Aim of the exercise = Extract every line of the records below that contains the string "road". The match is case-sensitive.

Data lines =
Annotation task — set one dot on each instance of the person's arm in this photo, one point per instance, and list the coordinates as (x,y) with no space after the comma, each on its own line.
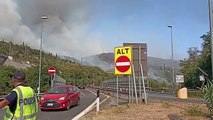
(4,103)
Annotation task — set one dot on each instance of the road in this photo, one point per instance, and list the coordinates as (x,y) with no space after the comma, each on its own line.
(86,99)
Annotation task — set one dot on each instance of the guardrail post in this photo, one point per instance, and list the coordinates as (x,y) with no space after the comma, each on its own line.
(98,101)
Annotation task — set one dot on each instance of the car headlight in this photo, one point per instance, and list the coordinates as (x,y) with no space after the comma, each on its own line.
(62,98)
(42,98)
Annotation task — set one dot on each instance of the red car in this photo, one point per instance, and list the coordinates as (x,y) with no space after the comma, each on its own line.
(60,97)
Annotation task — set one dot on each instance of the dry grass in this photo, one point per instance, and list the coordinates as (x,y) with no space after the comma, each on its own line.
(154,110)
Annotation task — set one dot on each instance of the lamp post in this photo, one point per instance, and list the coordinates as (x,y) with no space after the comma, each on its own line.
(210,31)
(173,71)
(42,27)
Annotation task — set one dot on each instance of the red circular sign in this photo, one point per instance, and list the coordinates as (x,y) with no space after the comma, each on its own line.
(51,70)
(122,63)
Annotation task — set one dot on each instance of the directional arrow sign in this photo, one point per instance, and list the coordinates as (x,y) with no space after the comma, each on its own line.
(123,57)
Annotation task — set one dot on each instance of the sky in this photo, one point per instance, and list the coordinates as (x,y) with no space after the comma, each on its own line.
(80,28)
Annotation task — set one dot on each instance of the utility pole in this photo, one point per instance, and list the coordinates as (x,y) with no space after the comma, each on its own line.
(210,23)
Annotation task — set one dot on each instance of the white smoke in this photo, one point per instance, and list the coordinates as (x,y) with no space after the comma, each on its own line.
(65,31)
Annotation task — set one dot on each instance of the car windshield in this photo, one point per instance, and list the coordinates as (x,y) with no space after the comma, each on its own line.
(57,91)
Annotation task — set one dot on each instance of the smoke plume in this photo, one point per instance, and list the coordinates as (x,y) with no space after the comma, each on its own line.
(65,32)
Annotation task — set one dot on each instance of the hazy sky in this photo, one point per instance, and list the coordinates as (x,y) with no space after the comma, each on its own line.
(81,28)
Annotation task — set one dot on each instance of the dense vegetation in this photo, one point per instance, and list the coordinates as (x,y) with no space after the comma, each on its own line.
(72,72)
(197,59)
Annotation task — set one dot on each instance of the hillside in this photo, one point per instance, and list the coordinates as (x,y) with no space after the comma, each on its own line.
(68,68)
(158,68)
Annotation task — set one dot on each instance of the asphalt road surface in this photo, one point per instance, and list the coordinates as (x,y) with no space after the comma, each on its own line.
(86,99)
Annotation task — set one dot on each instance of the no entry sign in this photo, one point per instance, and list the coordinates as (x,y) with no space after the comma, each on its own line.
(123,57)
(51,70)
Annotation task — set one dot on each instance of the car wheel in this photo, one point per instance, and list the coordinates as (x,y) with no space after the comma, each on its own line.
(68,105)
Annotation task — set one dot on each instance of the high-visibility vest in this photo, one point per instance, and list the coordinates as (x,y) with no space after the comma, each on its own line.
(26,106)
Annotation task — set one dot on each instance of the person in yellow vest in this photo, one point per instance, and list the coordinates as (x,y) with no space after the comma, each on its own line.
(22,100)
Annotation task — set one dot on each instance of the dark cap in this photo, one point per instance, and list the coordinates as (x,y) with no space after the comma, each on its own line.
(19,75)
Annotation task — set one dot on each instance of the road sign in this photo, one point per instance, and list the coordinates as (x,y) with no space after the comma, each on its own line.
(179,79)
(123,57)
(51,70)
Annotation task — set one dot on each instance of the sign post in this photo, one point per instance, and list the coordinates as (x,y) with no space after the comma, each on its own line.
(52,71)
(123,58)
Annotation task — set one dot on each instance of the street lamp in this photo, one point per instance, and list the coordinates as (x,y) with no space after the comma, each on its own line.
(173,71)
(42,27)
(211,36)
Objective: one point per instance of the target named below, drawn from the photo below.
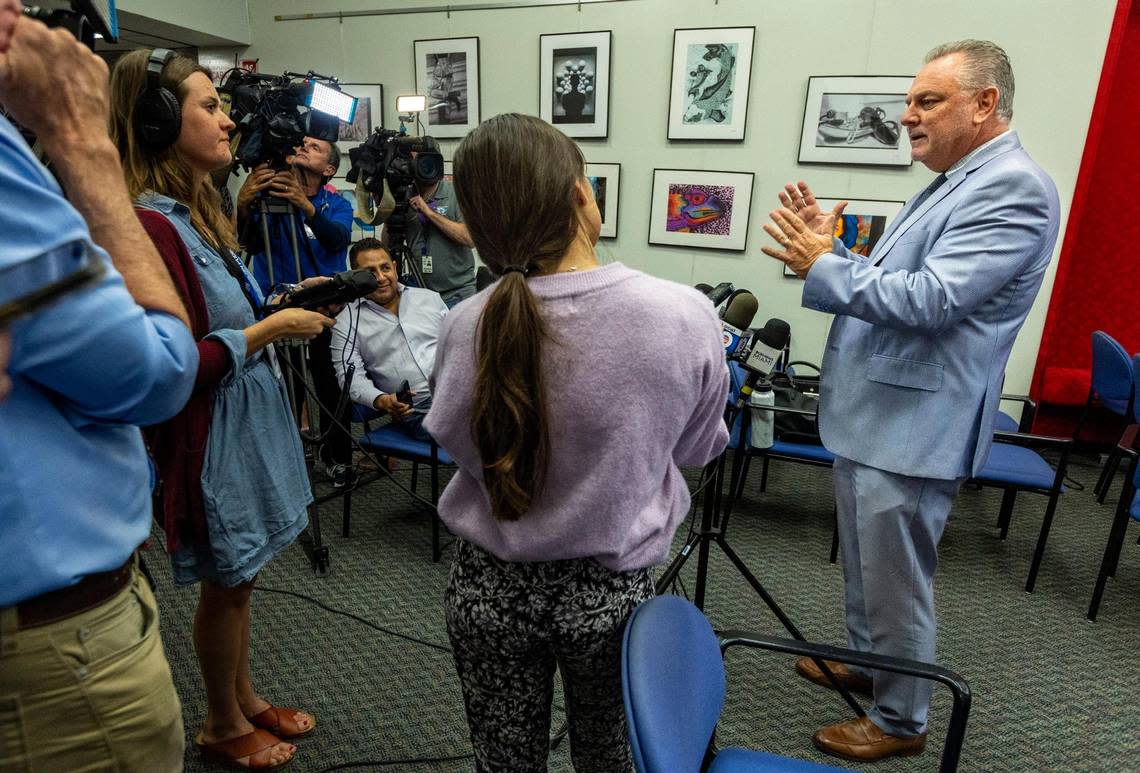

Problem solution =
Annotation task — set one dot on each instance of the road in this photo, one point per instance, and list the coordinates as (x,y) with no space after the comma, each on its own line.
Annotation task — set one dot on each instance of the asphalt road surface in this photo, one point per instance, and list the coordinates as (x,y) with no space after the comma, each on its own line.
Annotation task — set one dot on each instance of the road sign in this photo, one point per instance, and list the coordinates as (x,y) with no space after the comma, each on its own line.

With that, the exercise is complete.